** SELECTED EXTRACT **
--------------------

He urged that new buildings be seen as part of a "living language".

And he warned against the dangers of architecture being used to make iconic statements or indulge in egotistical ambitions.

Another patronising speech from a chap who consumes far more resources, and therefore causes far more damage to the environment, than almost anybody else in the UK. And yet another attack on cars as the source of all evil in the world. (Funny, he gets driven or flown everywhere, but of course rules are for the little people.)

Sure we want better buildings. The main reason we don't have better buildings is because the ruling elite do not release enough land to be built upon, because it would upset the propertied classes, of which Charles is one of the biggest. This means up to half the cost of a house is the cost of the land, which obviously leaves less for the house itself. Charles is part of the problem, not part of the solution.

--------------------

** WHAT NEEDS TO BE DONE **
Reproduce the stretch of the comment on the architecture speech from "Another patronising speech" through "of the solution.", substituting "motor vehicles" for "cars".

--------------------

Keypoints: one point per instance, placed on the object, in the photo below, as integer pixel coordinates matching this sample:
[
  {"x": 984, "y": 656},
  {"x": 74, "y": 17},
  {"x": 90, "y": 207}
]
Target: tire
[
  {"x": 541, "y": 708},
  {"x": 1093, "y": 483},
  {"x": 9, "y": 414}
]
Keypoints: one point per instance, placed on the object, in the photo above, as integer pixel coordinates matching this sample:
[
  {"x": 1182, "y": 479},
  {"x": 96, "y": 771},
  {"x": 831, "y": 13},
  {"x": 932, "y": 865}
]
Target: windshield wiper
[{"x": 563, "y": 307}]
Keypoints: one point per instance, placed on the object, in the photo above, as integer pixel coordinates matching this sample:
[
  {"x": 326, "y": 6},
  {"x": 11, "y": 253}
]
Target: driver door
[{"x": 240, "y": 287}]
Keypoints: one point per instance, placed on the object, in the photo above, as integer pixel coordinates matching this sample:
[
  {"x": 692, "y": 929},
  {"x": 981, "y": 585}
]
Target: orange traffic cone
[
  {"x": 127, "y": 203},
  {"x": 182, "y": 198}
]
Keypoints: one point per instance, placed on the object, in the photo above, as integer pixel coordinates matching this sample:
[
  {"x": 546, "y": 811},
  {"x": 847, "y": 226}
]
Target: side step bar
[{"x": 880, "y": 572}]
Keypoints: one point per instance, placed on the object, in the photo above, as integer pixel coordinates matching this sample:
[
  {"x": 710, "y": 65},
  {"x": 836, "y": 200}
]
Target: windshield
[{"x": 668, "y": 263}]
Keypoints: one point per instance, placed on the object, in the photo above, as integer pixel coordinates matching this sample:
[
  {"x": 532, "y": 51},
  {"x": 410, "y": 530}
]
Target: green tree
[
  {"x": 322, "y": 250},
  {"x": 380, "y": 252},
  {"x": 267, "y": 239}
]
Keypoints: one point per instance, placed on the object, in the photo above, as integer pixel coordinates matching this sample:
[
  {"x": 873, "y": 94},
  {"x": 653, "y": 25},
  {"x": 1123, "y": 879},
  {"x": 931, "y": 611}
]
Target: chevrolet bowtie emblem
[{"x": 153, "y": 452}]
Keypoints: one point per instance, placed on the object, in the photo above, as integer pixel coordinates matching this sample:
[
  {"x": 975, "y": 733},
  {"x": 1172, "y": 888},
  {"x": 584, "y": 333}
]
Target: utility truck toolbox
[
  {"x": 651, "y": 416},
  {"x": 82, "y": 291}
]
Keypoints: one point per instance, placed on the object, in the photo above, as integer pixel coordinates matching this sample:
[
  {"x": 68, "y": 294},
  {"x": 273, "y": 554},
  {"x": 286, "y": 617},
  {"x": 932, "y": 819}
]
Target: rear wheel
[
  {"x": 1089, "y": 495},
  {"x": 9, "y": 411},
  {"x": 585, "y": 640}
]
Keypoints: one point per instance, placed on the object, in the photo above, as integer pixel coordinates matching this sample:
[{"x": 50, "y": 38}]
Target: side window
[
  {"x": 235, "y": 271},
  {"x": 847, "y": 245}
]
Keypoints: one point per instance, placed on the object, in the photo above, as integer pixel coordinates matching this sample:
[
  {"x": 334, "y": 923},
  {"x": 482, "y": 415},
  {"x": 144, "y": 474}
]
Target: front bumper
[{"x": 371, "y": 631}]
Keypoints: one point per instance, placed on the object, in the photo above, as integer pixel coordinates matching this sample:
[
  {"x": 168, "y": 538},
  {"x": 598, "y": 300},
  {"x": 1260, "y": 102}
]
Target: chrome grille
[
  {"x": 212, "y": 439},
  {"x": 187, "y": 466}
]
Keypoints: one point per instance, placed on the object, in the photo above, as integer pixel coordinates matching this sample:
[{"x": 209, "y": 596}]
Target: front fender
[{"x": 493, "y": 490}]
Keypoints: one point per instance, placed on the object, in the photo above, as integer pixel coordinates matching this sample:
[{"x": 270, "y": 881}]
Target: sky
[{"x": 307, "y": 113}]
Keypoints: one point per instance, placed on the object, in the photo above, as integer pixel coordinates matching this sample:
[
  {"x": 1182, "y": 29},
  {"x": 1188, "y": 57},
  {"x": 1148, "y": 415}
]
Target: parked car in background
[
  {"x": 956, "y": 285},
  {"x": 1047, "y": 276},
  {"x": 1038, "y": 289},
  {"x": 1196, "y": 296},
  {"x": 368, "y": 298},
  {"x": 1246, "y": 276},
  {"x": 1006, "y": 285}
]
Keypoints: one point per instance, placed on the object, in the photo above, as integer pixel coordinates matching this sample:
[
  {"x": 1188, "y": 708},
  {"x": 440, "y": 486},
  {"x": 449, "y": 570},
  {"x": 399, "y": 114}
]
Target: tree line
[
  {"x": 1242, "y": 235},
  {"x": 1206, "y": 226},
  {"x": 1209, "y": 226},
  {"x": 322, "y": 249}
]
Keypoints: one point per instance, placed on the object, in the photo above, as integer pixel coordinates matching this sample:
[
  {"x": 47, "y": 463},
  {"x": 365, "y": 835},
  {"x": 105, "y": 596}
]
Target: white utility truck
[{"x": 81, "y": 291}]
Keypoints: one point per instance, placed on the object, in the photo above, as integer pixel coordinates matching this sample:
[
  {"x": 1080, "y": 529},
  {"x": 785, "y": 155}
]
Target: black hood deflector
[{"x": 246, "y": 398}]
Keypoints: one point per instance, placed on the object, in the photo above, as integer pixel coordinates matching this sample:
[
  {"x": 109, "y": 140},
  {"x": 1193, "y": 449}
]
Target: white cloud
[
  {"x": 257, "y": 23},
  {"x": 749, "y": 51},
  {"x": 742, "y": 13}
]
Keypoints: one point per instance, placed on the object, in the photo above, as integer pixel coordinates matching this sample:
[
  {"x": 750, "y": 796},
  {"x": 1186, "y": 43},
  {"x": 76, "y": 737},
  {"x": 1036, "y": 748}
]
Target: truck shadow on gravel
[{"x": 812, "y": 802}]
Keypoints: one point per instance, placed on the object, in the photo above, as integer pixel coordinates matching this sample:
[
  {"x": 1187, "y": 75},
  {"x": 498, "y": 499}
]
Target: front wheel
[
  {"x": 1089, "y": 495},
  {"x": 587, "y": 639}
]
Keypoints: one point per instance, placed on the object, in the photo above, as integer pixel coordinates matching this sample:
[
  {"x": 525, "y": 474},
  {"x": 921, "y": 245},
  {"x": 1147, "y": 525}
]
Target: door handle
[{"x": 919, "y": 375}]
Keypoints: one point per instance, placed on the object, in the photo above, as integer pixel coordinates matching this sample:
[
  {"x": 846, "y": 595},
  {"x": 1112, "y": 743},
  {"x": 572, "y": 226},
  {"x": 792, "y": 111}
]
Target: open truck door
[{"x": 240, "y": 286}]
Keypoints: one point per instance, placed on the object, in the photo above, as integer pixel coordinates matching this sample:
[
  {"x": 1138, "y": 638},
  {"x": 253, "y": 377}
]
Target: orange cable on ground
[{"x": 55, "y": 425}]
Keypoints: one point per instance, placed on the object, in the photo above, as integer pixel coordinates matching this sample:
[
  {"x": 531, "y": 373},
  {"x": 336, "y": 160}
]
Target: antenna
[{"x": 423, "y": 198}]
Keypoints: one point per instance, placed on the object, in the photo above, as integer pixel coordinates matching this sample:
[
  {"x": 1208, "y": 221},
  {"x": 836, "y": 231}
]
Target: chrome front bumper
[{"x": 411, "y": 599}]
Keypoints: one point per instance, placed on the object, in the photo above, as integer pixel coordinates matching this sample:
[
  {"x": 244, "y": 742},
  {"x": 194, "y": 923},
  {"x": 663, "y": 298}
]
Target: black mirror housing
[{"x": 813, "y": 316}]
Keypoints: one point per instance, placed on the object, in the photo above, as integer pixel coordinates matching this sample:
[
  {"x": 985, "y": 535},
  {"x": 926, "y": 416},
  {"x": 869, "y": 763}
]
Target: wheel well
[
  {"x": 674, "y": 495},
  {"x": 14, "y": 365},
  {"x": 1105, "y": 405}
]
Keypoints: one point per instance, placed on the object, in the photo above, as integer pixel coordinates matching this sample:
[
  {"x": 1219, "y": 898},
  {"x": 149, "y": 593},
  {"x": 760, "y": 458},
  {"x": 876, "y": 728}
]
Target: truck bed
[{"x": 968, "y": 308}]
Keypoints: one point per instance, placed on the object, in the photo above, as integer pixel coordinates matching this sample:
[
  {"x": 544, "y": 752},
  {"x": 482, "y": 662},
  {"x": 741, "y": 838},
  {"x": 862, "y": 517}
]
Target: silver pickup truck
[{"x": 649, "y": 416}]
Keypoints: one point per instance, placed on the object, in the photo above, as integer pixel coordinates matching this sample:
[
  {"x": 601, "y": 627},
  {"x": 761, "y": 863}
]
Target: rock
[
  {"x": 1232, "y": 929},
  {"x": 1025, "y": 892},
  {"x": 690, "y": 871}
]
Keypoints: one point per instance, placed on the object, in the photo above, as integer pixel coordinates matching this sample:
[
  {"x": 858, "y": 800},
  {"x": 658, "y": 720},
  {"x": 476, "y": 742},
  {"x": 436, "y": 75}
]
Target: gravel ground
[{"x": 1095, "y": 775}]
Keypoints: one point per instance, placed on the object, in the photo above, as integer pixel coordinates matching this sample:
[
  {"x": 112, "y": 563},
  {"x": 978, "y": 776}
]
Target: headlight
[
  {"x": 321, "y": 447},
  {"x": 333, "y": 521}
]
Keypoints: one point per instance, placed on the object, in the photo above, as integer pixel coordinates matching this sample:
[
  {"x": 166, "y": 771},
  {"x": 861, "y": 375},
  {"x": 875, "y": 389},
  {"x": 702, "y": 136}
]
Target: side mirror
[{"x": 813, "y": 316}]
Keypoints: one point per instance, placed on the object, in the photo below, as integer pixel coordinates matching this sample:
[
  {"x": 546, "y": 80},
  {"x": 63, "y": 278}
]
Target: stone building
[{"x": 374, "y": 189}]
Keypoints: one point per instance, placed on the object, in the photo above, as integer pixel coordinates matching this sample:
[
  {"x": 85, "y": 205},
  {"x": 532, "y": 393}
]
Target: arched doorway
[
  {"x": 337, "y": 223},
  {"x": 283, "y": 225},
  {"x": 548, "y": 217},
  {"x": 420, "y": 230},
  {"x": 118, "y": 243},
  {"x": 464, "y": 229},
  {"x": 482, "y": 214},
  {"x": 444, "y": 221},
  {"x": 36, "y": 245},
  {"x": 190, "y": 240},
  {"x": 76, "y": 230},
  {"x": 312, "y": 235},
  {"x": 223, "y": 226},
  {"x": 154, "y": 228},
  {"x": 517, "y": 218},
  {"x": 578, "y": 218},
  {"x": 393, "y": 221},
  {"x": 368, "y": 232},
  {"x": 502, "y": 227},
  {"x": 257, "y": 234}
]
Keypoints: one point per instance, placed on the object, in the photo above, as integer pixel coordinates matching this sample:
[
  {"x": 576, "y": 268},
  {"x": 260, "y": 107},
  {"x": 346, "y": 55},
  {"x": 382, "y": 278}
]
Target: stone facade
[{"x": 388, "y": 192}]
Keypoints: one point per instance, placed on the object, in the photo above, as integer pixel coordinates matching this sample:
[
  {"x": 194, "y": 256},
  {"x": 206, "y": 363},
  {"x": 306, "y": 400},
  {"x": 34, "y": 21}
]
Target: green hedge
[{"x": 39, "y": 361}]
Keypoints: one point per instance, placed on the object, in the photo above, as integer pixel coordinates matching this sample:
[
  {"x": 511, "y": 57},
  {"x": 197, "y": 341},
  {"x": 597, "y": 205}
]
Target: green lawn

--------------------

** COMPLETE OUTPUT **
Another patronising speech from a chap who consumes far more resources, and therefore causes far more damage to the environment, than almost anybody else in the UK. And yet another attack on motor vehicles as the source of all evil in the world. (Funny, he gets driven or flown everywhere, but of course rules are for the little people.)

Sure we want better buildings. The main reason we don't have better buildings is because the ruling elite do not release enough land to be built upon, because it would upset the propertied classes, of which Charles is one of the biggest. This means up to half the cost of a house is the cost of the land, which obviously leaves less for the house itself. Charles is part of the problem, not part of the solution.